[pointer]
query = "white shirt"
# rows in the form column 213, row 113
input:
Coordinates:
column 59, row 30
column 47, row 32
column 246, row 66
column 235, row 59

=======

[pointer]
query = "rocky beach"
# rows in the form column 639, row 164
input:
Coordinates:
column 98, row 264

=======

## Your assignment:
Where a line of the records above holds the word "form", copy that line.

## Response:
# rows in the form column 213, row 113
# rows in the form column 639, row 164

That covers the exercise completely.